Any image in the records is to be skipped; everything else should be reproduced exactly.

__RECORDS TO USE__:

----

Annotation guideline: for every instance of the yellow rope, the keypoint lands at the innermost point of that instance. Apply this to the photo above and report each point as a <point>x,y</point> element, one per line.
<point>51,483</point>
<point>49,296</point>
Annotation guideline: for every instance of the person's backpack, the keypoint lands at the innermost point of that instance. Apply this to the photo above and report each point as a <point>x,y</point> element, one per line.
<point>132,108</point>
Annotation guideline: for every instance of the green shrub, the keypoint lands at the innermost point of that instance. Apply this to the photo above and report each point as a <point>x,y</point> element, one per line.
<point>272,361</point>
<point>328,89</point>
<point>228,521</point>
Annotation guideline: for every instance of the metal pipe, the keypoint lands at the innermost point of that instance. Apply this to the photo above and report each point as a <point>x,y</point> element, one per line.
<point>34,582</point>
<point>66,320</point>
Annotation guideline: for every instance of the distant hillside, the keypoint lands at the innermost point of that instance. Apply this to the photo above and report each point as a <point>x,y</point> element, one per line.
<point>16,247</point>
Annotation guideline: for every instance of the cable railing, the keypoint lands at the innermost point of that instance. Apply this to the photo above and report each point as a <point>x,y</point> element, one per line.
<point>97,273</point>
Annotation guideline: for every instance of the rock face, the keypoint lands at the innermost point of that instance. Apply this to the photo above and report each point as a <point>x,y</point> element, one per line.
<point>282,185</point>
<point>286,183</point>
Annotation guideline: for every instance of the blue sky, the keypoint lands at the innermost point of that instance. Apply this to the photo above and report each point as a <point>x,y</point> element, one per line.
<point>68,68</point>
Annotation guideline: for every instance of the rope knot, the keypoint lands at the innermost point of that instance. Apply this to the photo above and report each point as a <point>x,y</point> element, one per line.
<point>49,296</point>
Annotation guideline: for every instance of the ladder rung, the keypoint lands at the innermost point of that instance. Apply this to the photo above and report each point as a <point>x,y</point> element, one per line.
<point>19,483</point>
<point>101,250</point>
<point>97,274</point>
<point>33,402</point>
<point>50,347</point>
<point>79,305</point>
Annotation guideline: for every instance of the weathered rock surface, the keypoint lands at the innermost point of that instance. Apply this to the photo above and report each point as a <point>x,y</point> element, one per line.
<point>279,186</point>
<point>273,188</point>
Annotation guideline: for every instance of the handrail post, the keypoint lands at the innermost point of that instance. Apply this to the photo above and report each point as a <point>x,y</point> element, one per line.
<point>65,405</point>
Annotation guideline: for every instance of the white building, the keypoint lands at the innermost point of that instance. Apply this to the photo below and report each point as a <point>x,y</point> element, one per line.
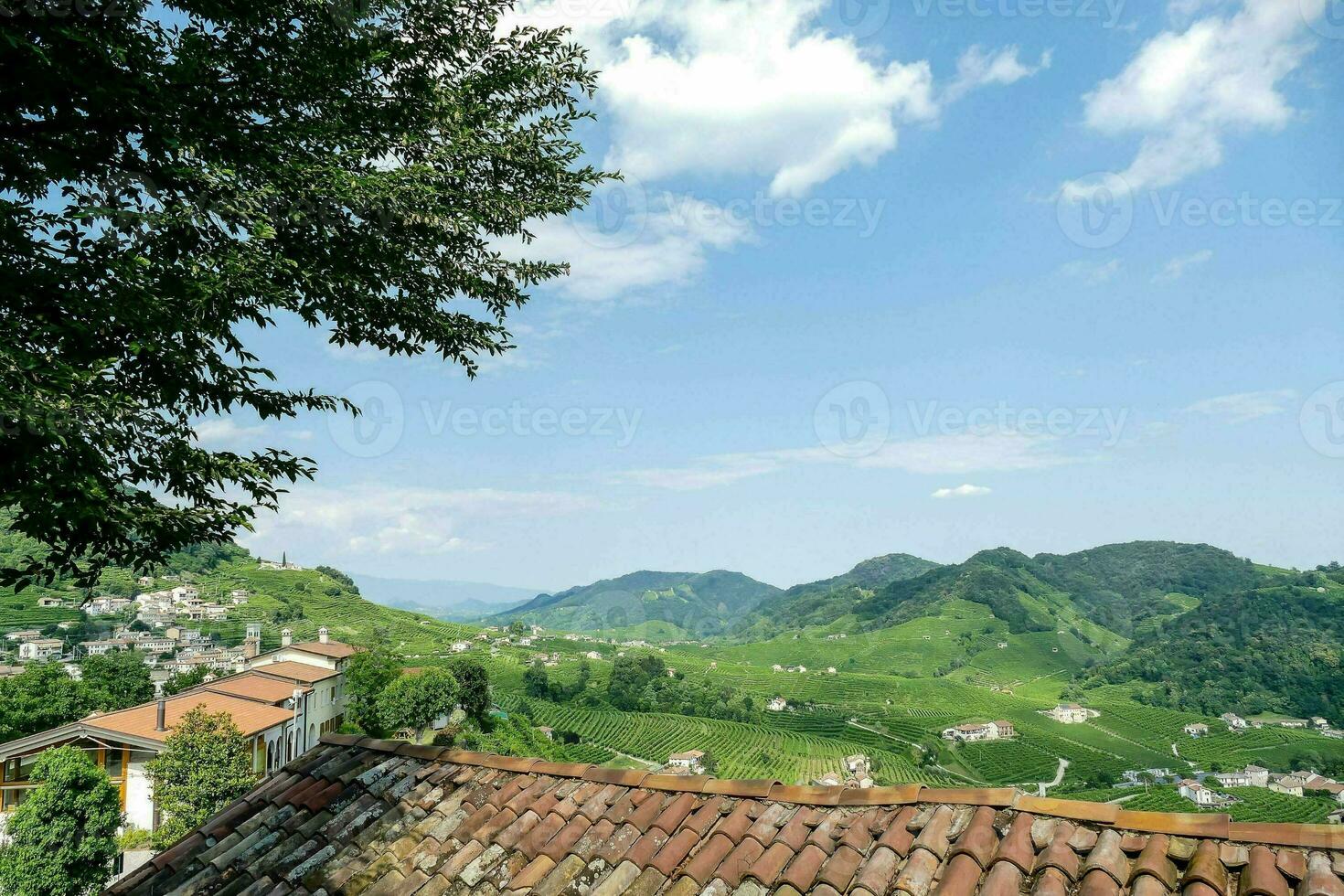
<point>1198,793</point>
<point>1290,784</point>
<point>980,731</point>
<point>691,761</point>
<point>40,649</point>
<point>283,707</point>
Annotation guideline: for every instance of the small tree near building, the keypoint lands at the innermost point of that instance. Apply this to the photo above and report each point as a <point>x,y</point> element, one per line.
<point>186,680</point>
<point>368,676</point>
<point>414,701</point>
<point>63,836</point>
<point>474,688</point>
<point>117,680</point>
<point>206,764</point>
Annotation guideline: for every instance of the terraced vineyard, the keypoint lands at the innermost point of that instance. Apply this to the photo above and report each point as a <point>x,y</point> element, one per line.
<point>741,750</point>
<point>1253,804</point>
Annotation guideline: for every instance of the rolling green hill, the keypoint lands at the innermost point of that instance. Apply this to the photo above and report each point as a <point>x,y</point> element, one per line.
<point>299,600</point>
<point>669,604</point>
<point>1275,649</point>
<point>821,603</point>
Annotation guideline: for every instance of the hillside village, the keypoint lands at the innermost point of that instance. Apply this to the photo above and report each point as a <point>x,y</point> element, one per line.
<point>817,719</point>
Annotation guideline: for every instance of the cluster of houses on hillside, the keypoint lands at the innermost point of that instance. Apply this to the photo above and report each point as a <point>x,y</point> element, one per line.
<point>857,773</point>
<point>185,602</point>
<point>974,731</point>
<point>174,650</point>
<point>283,701</point>
<point>1200,789</point>
<point>1238,724</point>
<point>1072,713</point>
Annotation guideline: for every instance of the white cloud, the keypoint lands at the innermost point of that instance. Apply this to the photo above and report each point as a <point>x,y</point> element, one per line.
<point>371,520</point>
<point>1244,406</point>
<point>660,243</point>
<point>750,88</point>
<point>225,432</point>
<point>1184,91</point>
<point>978,68</point>
<point>1092,272</point>
<point>1176,268</point>
<point>963,492</point>
<point>935,454</point>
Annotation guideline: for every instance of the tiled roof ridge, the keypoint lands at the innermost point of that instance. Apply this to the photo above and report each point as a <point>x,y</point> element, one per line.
<point>1194,825</point>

----

__RESPONSE__:
Annotation guideline: for every instance of the yellow rope, the keypoint lands at the innermost point of that instance. Apply this to the photo above and report each point as a <point>x,y</point> element, one per line.
<point>51,483</point>
<point>49,296</point>
Annotation guideline: for every instance of the person's backpack, the keypoint lands at the innermost point of that instance. Apply this to the photo above and report each point as a <point>x,y</point> element, one per line.
<point>132,108</point>
Annotation guideline: for every instance of the green shrub, the keypoint lands at the innermost point of that instance. Apply this to the photo above and report each point as a <point>x,y</point> element, one per line.
<point>272,361</point>
<point>328,89</point>
<point>228,521</point>
Annotation guideline: for every instance of the metal pipe, the keypoint lands at the innermost point of that instance. Apply this to the photo above and report each point as a <point>x,y</point> element, one per line.
<point>34,582</point>
<point>66,320</point>
Annotation guideline: for every instance of the distant hillside, the keypoint lands at the innermost point of that instance. Apply this to the photo above and report each point as a <point>x,y</point> element, one per line.
<point>16,247</point>
Annotation guideline: for every instance of the cable railing, the keypoint lands at the innermost point of that instance. Apply this to the photo above and report each point as a <point>x,y</point> element, one per line.
<point>97,273</point>
Annotation guideline: for every instance of the rock face, the keypoint lands at the innermost point of that instance. Apply this to the photo above and report each point as a <point>x,y</point> element, one per line.
<point>282,185</point>
<point>286,183</point>
Annotation guideline: for every instance of the blue sky, the keypoint lands at the innermost point of that instance. Apply this to the photo above and report each point as a <point>x,y</point> element, one per line.
<point>68,68</point>
Annotation guideline: for every instance of the rope knot, the keypoint lands at the innermost point of that instance. Apply this to the photo above and report each point as a <point>x,y</point> element, one per line.
<point>49,296</point>
Annotation guideline: for every instance of the ladder rung, the keypoint lands at the innermost point of that instance. Apply this to the photo above and report each point as a <point>x,y</point> element, one per line.
<point>19,483</point>
<point>101,250</point>
<point>97,274</point>
<point>33,402</point>
<point>50,347</point>
<point>79,305</point>
Annotation guideline: for every instance of the weathered rock surface, the keypoint lands at the innermost point of that instance. Apply this to the photo above and report each point as a <point>x,y</point> element, one per line.
<point>279,186</point>
<point>273,188</point>
Annotation guideline: for every instance of the handrail post, the keypoint lands at the innermost point of that instance. Apply this to the photo above and report each point as a <point>x,y</point> element, one per line.
<point>65,405</point>
Annotation guideline: for every instance of the white building, the keypoint lands at the innermost point of that instance. Apply this to the photo below and report each point as a <point>x,y</point> element, one per line.
<point>1198,793</point>
<point>1290,784</point>
<point>980,731</point>
<point>691,761</point>
<point>40,649</point>
<point>283,707</point>
Annotation guideline: for every instance of the small tree near building, the keypoint lands at the innermost point of that instance. Apply this to the photo above and report each point as a <point>x,y</point> element, one per line.
<point>186,680</point>
<point>368,676</point>
<point>414,701</point>
<point>63,836</point>
<point>474,688</point>
<point>117,680</point>
<point>206,764</point>
Annotation guideline: for every instance of the terraced vineyard, the keypoint lands at the innermost point of that instance. Apply this to the photo above and report each point as a <point>x,y</point> element, one per line.
<point>741,750</point>
<point>1253,804</point>
Annotation guideline: for every instance of the rolling green hill, the keypoint lands at the innermost point of that instance. Apply this to the photo above and report each point as a <point>x,y</point> element, one per line.
<point>299,600</point>
<point>669,604</point>
<point>1275,649</point>
<point>821,603</point>
Annotation guideline: for every instance of the hillside village, the keypoint lands at the innermost point of that instance. Apply this to the photo above and report each point as a <point>x,y</point> element, one per line.
<point>817,719</point>
Annotation guideline: for every instance of the cluster of houses on hillside, the keypoint lands at the innermost point of that instance. Apply this to the photo above and report each point as a <point>x,y</point> element, one per line.
<point>857,773</point>
<point>185,602</point>
<point>974,731</point>
<point>174,650</point>
<point>283,701</point>
<point>1200,789</point>
<point>1238,724</point>
<point>1072,713</point>
Annotation guideline: for every instance of the white cloud, the keypoint lands at the innermost point of that instance. Apply this to the photo above and report each point as a <point>x,y</point> element, one per line.
<point>371,520</point>
<point>1244,406</point>
<point>660,243</point>
<point>750,88</point>
<point>225,432</point>
<point>1184,91</point>
<point>978,68</point>
<point>1092,272</point>
<point>1176,268</point>
<point>963,492</point>
<point>935,454</point>
Annotation guideline: for every instance of the tiled roof ridge, the keypoint lands at the innermost point of that instance. Apply this to the photo above and report each point as a <point>x,y</point> element, one per line.
<point>1194,825</point>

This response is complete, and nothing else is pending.